▶ [What is being asked]:
Output every record word for word.

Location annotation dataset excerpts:

________________________

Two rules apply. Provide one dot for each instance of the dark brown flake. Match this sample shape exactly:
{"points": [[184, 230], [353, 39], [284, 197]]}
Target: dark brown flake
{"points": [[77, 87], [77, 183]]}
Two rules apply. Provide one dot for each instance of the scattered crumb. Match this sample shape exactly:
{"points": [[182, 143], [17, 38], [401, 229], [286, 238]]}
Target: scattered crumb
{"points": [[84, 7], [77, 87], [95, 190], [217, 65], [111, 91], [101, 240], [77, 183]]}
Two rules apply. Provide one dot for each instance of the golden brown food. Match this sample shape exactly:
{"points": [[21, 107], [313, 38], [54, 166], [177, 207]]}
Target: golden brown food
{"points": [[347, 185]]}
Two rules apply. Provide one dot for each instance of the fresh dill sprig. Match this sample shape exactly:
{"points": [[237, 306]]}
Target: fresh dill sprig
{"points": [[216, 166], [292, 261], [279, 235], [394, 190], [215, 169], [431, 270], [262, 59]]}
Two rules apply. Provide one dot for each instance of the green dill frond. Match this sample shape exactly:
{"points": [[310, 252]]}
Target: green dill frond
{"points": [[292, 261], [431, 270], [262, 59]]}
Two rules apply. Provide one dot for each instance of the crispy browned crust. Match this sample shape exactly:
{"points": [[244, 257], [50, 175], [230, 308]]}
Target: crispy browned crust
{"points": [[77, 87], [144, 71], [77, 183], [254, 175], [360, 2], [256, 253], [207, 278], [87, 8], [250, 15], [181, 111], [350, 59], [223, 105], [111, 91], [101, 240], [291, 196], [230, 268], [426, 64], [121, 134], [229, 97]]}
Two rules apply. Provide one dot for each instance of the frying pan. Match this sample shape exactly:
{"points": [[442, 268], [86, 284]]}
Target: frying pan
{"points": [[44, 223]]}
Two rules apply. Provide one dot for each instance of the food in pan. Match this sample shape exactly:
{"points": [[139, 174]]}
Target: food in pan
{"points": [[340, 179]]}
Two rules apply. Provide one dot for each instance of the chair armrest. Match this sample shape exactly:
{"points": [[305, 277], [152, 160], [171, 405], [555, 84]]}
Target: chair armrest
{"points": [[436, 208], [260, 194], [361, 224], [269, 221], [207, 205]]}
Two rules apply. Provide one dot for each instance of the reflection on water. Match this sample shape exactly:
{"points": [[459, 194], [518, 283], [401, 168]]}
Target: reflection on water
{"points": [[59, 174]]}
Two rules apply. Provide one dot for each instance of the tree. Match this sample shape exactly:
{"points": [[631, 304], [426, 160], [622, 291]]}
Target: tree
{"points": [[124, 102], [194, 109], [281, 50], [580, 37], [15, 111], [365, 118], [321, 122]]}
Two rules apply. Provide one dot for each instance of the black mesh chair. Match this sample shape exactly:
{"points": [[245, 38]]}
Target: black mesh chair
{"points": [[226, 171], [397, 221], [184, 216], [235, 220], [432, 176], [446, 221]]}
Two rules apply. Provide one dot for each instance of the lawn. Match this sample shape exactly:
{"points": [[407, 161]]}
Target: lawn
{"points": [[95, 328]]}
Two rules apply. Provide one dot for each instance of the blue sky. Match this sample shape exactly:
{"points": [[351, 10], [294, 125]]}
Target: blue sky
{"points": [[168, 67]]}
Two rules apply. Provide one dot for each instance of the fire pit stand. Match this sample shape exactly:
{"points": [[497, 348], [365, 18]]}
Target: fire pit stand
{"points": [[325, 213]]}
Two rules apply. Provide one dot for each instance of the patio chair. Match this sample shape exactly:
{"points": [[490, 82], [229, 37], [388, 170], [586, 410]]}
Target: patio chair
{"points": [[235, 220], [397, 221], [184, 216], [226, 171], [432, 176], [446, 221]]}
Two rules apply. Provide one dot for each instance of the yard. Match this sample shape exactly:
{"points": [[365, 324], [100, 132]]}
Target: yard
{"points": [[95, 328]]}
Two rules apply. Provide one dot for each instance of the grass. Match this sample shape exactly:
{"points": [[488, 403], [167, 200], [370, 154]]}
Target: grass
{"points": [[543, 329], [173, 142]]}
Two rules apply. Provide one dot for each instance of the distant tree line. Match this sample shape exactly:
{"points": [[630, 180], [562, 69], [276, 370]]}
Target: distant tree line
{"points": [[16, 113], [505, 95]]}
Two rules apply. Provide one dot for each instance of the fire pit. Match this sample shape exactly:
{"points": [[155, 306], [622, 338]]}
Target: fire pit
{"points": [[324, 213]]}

________________________

▶ [Answer in full]:
Two rules apply. Provide one dot for each instance of the dark brown flake. Match this sample shape exactly:
{"points": [[184, 230], [353, 39], [284, 197]]}
Target: dark brown flake
{"points": [[77, 87], [77, 183]]}
Two rules apply. Provide one dot for each instance of the scattered crumb. Match this sample shape exactly:
{"points": [[182, 143], [17, 38], [401, 229], [286, 238]]}
Target: scattered crumb
{"points": [[84, 7], [77, 87], [95, 190], [217, 65], [111, 91], [101, 240], [77, 183]]}
Two rules apply. Provide one dot for each instance of the golden brown food. Match this sample shape exactly:
{"points": [[21, 107], [313, 38], [54, 166], [177, 207]]}
Target: golden brown food
{"points": [[347, 185]]}
Two rules apply. Provide one dot for each instance of the fresh dill sprig. Match this sample shape exactly:
{"points": [[237, 306]]}
Target: fresh dill sprig
{"points": [[216, 166], [292, 261], [279, 235], [394, 190], [215, 169], [431, 270], [262, 59]]}
Two rules apply. Provide one dot for each instance of the green dill frond. Match this sample shape exactly:
{"points": [[310, 252]]}
Target: green dill frond
{"points": [[292, 261], [431, 270], [262, 59]]}
Two rules apply. Provide one dot for each instance of the crispy browned crust. Match this sample shape exactly:
{"points": [[244, 257], [50, 175], [230, 308]]}
Target: crispy browned crust
{"points": [[77, 87], [144, 71], [77, 183], [254, 175], [360, 2], [256, 253], [207, 278], [87, 8], [250, 15], [181, 111], [350, 59], [223, 105], [111, 91], [101, 240], [291, 196], [230, 268], [426, 64], [121, 134], [229, 97]]}
Two rules apply. Provide one dot for each instance of the frying pan. Match this sample shape exactly:
{"points": [[442, 268], [86, 284]]}
Target: frying pan
{"points": [[44, 223]]}
Two rules apply. Provide one dot for each instance of the food in pan. Match this sample shape exactly:
{"points": [[139, 174]]}
Target: food in pan
{"points": [[340, 179]]}
Two rules apply. Provide one dot for each instance of the chair armrest. Match this sample shape exactly:
{"points": [[305, 277], [152, 160], [171, 405], [555, 84]]}
Target: chair armrest
{"points": [[436, 208], [260, 194], [361, 224], [269, 221], [207, 205]]}
Two rules apply. Provide one dot for each instance of the reflection on water. Match this sample shape exactly:
{"points": [[459, 194], [518, 283], [401, 168]]}
Target: reflection on water
{"points": [[59, 174]]}
Two rules apply. Provide one dot for each instance of the tree. Match this sample shape exactly:
{"points": [[631, 304], [426, 160], [622, 291]]}
Target: tree
{"points": [[124, 102], [194, 109], [281, 50], [580, 37], [15, 111], [365, 118], [321, 122]]}
Two rules apply. Provide one dot for each instance of the black mesh chair. Match this sample shape exactly:
{"points": [[245, 38]]}
Target: black mesh chair
{"points": [[226, 171], [397, 221], [184, 216], [235, 220], [432, 176], [446, 221]]}
Two rules apply. Provide one dot for each instance of the lawn. Match this sample shape exactly:
{"points": [[407, 161]]}
Target: lawn
{"points": [[95, 328]]}
Two rules apply. Provide one dot for each instance of the blue sky. Match this sample shape exactly:
{"points": [[351, 10], [294, 125]]}
Target: blue sky
{"points": [[168, 67]]}
Two rules apply. Provide one dot for each instance of the fire pit stand. Match this sample shape exactly:
{"points": [[497, 348], [365, 18]]}
Target: fire pit stand
{"points": [[325, 213]]}
Two rules apply. Provide one dot for each instance of the patio chair. Match this sample shape exactly:
{"points": [[490, 82], [229, 37], [388, 170], [586, 410]]}
Target: patio chair
{"points": [[235, 220], [397, 221], [184, 216], [226, 171], [432, 176], [446, 221]]}
Two rules apply. Provide one dot for each instance of the yard. Match this sample shape exactly:
{"points": [[365, 324], [100, 132]]}
Target: yard
{"points": [[95, 328]]}
Two rules apply. Provide one dot for each instance of the grass. Match this sample shape exactly:
{"points": [[488, 403], [167, 200], [370, 154]]}
Target: grass
{"points": [[543, 329], [173, 142]]}
Two rules apply. Provide one dot for each instance of the distant tree line. Match this sample shape exactly:
{"points": [[630, 180], [562, 69], [276, 370]]}
Target: distant tree line
{"points": [[16, 113], [505, 95]]}
Two rules apply. Provide one dot for each instance of the fire pit. Match this sample shape exactly:
{"points": [[155, 306], [622, 338]]}
Target: fire pit
{"points": [[324, 213]]}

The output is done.